TASK BRIEF – Keeping every word and mark, copy all of the data.

Region pointing data

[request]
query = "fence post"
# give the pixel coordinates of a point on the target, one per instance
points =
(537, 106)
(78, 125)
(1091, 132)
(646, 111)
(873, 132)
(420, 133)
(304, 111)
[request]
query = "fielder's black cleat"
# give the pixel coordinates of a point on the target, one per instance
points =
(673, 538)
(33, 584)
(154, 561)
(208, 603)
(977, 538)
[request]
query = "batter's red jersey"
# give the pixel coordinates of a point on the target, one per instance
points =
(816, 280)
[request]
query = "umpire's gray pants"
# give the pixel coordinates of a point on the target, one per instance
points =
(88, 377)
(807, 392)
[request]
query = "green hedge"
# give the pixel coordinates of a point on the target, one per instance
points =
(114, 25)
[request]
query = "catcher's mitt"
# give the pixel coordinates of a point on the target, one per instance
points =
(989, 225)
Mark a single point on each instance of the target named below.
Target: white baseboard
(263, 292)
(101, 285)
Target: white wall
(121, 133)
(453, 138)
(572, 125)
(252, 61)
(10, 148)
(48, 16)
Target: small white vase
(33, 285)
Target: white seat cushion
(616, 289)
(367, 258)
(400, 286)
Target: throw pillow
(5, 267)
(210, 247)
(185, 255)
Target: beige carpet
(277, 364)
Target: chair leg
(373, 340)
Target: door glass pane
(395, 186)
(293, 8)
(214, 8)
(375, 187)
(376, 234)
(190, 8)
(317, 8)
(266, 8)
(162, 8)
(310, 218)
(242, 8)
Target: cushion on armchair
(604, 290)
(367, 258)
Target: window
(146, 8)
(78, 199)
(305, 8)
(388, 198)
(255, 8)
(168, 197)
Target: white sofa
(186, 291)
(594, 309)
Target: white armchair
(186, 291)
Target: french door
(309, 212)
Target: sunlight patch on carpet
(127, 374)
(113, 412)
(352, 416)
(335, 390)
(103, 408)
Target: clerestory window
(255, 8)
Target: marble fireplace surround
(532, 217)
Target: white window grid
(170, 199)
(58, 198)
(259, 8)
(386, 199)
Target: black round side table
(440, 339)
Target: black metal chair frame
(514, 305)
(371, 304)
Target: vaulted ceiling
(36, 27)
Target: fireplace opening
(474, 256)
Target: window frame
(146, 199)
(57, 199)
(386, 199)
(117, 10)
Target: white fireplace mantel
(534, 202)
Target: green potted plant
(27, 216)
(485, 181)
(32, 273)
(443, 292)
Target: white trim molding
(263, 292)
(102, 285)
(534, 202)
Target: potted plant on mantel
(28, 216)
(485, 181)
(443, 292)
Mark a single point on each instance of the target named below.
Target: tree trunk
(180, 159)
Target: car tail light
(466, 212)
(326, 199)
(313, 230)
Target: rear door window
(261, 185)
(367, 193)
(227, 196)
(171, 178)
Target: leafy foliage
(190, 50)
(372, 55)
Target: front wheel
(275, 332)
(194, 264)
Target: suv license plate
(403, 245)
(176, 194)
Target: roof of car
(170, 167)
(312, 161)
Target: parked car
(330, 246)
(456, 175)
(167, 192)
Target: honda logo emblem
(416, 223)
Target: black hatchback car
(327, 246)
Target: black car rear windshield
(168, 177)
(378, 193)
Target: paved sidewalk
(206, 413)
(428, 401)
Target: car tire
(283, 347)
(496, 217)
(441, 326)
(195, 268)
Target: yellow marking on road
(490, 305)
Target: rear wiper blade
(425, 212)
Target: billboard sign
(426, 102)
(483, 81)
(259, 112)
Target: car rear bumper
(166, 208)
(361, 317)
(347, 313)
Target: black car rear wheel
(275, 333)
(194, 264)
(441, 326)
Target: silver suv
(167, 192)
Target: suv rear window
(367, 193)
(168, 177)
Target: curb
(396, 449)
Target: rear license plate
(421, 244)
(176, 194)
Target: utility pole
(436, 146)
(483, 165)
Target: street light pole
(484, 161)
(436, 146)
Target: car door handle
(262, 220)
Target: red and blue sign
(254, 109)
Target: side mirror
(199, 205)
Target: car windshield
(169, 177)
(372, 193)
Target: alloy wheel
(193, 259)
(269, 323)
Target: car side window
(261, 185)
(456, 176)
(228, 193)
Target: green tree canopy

ANSWER FOR THIS EXERCISE –
[request]
query = "fence post"
# give the pixel coordinates of a point on the target, one per instance
points =
(537, 106)
(78, 125)
(1091, 132)
(646, 111)
(873, 132)
(420, 133)
(304, 111)
[request]
query = "fielder's black cleat"
# give the pixel coordinates of a point on the target, one per instance
points =
(673, 538)
(33, 584)
(154, 561)
(208, 603)
(977, 538)
[request]
query = "batter's red jersey"
# give the pixel coordinates of a point on the target, one per instance
points =
(816, 280)
[request]
query = "umpire's gray pants"
# give the pixel coordinates of a point on the target, one per instance
points =
(88, 377)
(807, 392)
[request]
query = "green hedge"
# give the pixel coordinates of a point on the target, one per instance
points =
(114, 25)
[request]
query = "catcher's mitt"
# give the pixel coordinates of a point on the target, one per instance
points =
(989, 225)
Mark a single point on each instance of the target named below.
Target: white baseboard
(263, 292)
(101, 285)
Target: white wall
(121, 133)
(453, 138)
(572, 125)
(252, 61)
(10, 148)
(48, 16)
Target: small white vase
(33, 285)
Target: white seat cushion
(616, 289)
(367, 258)
(400, 286)
Target: throw pillow
(5, 267)
(210, 247)
(185, 255)
Target: beige carpet
(277, 364)
Target: chair leg
(373, 340)
Target: door glass pane
(395, 186)
(293, 8)
(214, 8)
(375, 187)
(376, 234)
(190, 8)
(317, 8)
(266, 8)
(162, 8)
(310, 218)
(242, 8)
Target: cushion on armchair
(604, 290)
(367, 258)
Target: window
(146, 8)
(78, 199)
(305, 8)
(388, 198)
(255, 8)
(168, 197)
Target: white sofa
(186, 291)
(594, 309)
Target: white armchair
(186, 291)
Target: french door
(309, 212)
Target: sunlight patch on carpet
(127, 374)
(113, 412)
(352, 416)
(335, 390)
(103, 408)
Target: clerestory window
(255, 8)
Target: marble fireplace surround
(532, 217)
Target: white window grid
(170, 199)
(58, 198)
(259, 8)
(386, 199)
Target: black round side table
(440, 339)
Target: black metal chair frame
(514, 305)
(371, 304)
Target: vaulted ceiling
(36, 27)
Target: fireplace opening
(474, 256)
Target: window frame
(146, 199)
(57, 199)
(386, 199)
(117, 10)
Target: white fireplace mantel
(534, 202)
Target: green potted plant
(27, 216)
(485, 181)
(32, 273)
(443, 292)
Target: white trim molding
(263, 292)
(102, 285)
(534, 202)
Target: potted plant on mantel
(28, 216)
(485, 181)
(443, 292)
Mark a single point on each instance of the target named below.
Target: tree trunk
(180, 159)
Target: car tail light
(466, 212)
(326, 199)
(313, 230)
Target: rear door window
(261, 185)
(367, 193)
(227, 196)
(171, 178)
Target: leafy foliage
(190, 50)
(372, 55)
Target: front wheel
(275, 332)
(194, 264)
Target: suv license plate
(403, 245)
(176, 194)
Target: roof of car
(170, 167)
(312, 161)
Target: parked car
(330, 246)
(456, 175)
(167, 192)
Target: honda logo emblem
(416, 223)
Target: black hatchback car
(327, 246)
Target: black car rear windshield
(168, 177)
(378, 193)
Target: paved sidewalk
(206, 413)
(428, 401)
Target: car tire
(283, 347)
(496, 217)
(441, 326)
(195, 268)
Target: yellow marking on road
(490, 305)
Target: rear wiper blade
(425, 212)
Target: billboard sign
(426, 102)
(483, 81)
(259, 112)
Target: car rear bumper
(166, 208)
(361, 317)
(347, 313)
Target: black car rear wheel
(275, 333)
(194, 264)
(441, 326)
Target: silver suv
(167, 192)
Target: suv rear window
(367, 193)
(168, 177)
Target: curb
(396, 449)
Target: rear license plate
(421, 244)
(176, 194)
Target: utility pole
(436, 146)
(483, 165)
Target: street light pole
(484, 161)
(436, 146)
Target: car door handle
(262, 220)
Target: red and blue sign
(254, 109)
Target: side mirror
(199, 205)
Target: car windshield
(169, 177)
(372, 193)
Target: alloy wheel
(193, 259)
(269, 323)
Target: car side window
(261, 185)
(456, 176)
(228, 193)
Target: green tree canopy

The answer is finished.